*Document excerpt*:
START
News: Publetariat, New York Times,

POSTED ON Apr 19, 2013

Joel Friedlander

Written by Joel Friedlander

Home > Blog > Writing > News: Publetariat, New York Times,

I was shocked to receive this note from my colleague April Hamilton:

“Last week, Publetariat was named one of Writer’s Digest’s 101 Best Sites For Writers for the fourth year in a row, and this year it was also singled out as one of the “Best of the Best”.

Yesterday, Publetariat was destroyed by a hacker.”

My heart sank. As a website owner who relies on this site and other web assets for my livelihood, I was completely aghast.

Sure enough, heading over to Publetariat, April had left a “note on the door” that reads, in part:

“As a totally non-profit, volunteer-staffed site, Publetariat lacks the resources and staffing to keep recovering from these malicious attacks.

The site is currently not accessible or properly functional, though its content is still contained in the site’s database.”
END
*Collected data*:
START
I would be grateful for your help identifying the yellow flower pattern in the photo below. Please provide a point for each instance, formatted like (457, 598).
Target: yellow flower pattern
END
*Problems to solve*:
A. Reproduce everything in the Publetariat post from "Written by Joel" down to "was completely aghast.".
B. In the Publetariat post, what list did Writer's Digest name Publetariat to for the fourth year in a row?

*Solved problems*:
A.
Written by Joel Friedlander

Home > Blog > Writing > News: Publetariat, New York Times,

I was shocked to receive this note from my colleague April Hamilton:

“Last week, Publetariat was named one of Writer’s Digest’s 101 Best Sites For Writers for the fourth year in a row, and this year it was also singled out as one of the “Best of the Best”.

Yesterday, Publetariat was destroyed by a hacker.”

My heart sank. As a website owner who relies on this site and other web assets for my livelihood, I was completely aghast.

B. Writer's Digest's 101 Best Sites For Writers.